Chondral picking
Tijdens deze arthroscopische techniek worden gaatjes gemaakt in bodem van het kraakbeendefect, waardoor een nieuwe ‘pseudo-kraakbeenlaag’ kan opgroeien.
Wat?
Met deze eenvoudige techniek worden via een dunne boor of een priem gaatjes gemaakt in de bodem van het kraakbeendefect. Door het onderliggende bot te doorboren, kunnen er vanuit het sponsbot cellen in het defect sijpelen. Zo ontstaat een (bloed)prop van waaruit de aanwezige stamcellen een soort vervangkraakbeen zullen laten groeien. We doen dit alleen bij relatief kleine defecten (< 1 cm2). Dit is een oudere, eenvoudige techniek die evenwel alle modernere, gesofisticeerdere en vooral duurdere kraakbeentransplantietechnieken overleefd heeft. Deze techniek blijft de gouden standaard bij het behandelen van kleine defecten.
Wie?

• [Aangeleverde gegevens]:
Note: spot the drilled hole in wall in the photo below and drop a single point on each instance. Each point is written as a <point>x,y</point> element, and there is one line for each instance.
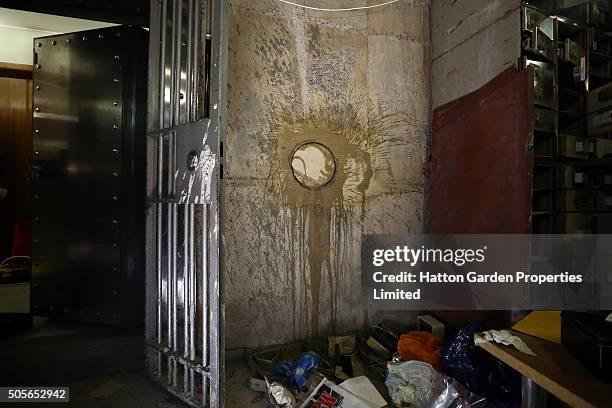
<point>313,165</point>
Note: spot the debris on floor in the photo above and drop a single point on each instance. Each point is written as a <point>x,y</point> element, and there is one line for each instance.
<point>384,367</point>
<point>503,337</point>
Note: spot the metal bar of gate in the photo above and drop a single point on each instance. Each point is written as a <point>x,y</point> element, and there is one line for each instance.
<point>184,323</point>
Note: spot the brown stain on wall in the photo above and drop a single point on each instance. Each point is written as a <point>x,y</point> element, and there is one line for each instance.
<point>293,254</point>
<point>360,140</point>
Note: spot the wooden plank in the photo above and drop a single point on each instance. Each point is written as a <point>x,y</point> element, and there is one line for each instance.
<point>556,370</point>
<point>454,22</point>
<point>485,133</point>
<point>476,60</point>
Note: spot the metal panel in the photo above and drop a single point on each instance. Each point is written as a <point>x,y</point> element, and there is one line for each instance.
<point>481,159</point>
<point>184,313</point>
<point>88,166</point>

• [Wat te doen]:
1) Typ alstublieft uit de tekst over chondral picking het deel over dat begint bij de woorden "Chondral picking" en eindigt bij "van kleine defecten.".
2) Beantwoord de volgende vragen over de tekst over chondral picking.
(a) Waarmee worden de gaatjes in de bodem van het kraakbeendefect gemaakt?
(b) Bij welke grootte van defecten wordt de techniek alleen toegepast?
(c) Wat kan er volgens de eerste zin na deze ingreep opgroeien?

• [Antwoorden per nummer]:
1)
Chondral picking
Tijdens deze arthroscopische techniek worden gaatjes gemaakt in bodem van het kraakbeendefect, waardoor een nieuwe ‘pseudo-kraakbeenlaag’ kan opgroeien.
Wat?
Met deze eenvoudige techniek worden via een dunne boor of een priem gaatjes gemaakt in de bodem van het kraakbeendefect. Door het onderliggende bot te doorboren, kunnen er vanuit het sponsbot cellen in het defect sijpelen. Zo ontstaat een (bloed)prop van waaruit de aanwezige stamcellen een soort vervangkraakbeen zullen laten groeien. We doen dit alleen bij relatief kleine defecten (< 1 cm2). Dit is een oudere, eenvoudige techniek die evenwel alle modernere, gesofisticeerdere en vooral duurdere kraakbeentransplantietechnieken overleefd heeft. Deze techniek blijft de gouden standaard bij het behandelen van kleine defecten.

2)
(a) Met een dunne boor of een priem.
(b) Bij relatief kleine defecten, kleiner dan 1 cm2.
(c) Een nieuwe 'pseudo-kraakbeenlaag'.